> **Request**
In the listing, replace "rough mask" with "coarse mask" in everything from the line containing "Prompted segmentation: for" down to the line containing "negative clicks: (17, 426)", and return only those lines with nothing else changed.

> **The data**
════════════════════

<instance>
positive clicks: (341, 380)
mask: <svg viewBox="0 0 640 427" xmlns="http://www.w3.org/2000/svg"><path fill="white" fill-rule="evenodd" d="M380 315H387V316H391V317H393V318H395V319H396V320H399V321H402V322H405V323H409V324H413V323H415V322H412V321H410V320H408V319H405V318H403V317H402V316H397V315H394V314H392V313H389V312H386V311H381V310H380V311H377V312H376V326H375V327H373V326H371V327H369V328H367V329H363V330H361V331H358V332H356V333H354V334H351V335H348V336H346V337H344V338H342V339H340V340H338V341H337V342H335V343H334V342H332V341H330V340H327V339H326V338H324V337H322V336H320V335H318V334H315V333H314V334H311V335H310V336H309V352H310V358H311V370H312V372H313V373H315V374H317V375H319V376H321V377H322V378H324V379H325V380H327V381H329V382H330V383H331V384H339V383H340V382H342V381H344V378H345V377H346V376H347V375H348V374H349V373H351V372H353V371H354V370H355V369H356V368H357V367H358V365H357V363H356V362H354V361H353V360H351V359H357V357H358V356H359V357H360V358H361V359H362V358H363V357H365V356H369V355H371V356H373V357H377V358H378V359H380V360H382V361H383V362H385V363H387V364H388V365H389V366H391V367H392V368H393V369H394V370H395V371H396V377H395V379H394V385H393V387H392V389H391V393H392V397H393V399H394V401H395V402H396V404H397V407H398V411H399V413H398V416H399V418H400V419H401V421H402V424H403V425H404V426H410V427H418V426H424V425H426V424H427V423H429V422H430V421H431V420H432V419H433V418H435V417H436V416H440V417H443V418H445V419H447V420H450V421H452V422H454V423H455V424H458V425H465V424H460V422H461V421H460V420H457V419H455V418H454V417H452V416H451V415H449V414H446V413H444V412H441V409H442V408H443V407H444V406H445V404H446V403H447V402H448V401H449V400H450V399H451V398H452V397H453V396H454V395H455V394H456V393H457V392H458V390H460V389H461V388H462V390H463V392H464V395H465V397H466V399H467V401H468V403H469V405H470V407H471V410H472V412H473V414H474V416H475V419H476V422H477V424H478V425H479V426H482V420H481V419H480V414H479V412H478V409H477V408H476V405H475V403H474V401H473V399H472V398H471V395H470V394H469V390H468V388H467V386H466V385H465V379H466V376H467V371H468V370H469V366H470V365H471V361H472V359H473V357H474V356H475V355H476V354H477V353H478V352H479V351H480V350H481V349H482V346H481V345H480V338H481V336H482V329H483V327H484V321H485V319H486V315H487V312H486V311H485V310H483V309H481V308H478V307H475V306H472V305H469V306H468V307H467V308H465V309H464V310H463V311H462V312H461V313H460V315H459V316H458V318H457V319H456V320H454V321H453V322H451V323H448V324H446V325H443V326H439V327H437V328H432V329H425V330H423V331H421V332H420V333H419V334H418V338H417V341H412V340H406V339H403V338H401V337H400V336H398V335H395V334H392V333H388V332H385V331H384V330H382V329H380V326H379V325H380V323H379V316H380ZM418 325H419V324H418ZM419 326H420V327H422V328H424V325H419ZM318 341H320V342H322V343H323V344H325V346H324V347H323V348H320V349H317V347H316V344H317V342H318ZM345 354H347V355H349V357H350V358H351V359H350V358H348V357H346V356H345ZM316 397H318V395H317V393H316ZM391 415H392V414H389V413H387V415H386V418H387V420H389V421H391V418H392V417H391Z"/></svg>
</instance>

════════════════════

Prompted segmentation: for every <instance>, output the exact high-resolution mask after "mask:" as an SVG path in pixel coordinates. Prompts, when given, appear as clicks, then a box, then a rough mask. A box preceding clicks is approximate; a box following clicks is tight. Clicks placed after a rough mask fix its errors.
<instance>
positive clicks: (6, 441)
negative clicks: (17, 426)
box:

════════════════════

> **Answer to this problem**
Prompted segmentation: for every <instance>, output the exact high-resolution mask after "mask:" as an SVG path in pixel coordinates. Prompts, when given, appear as clicks, then a box, then a coarse mask. A box preceding clicks is approximate; a box following clicks is tight. Clicks placed after a coarse mask fix its errors.
<instance>
positive clicks: (6, 441)
negative clicks: (17, 426)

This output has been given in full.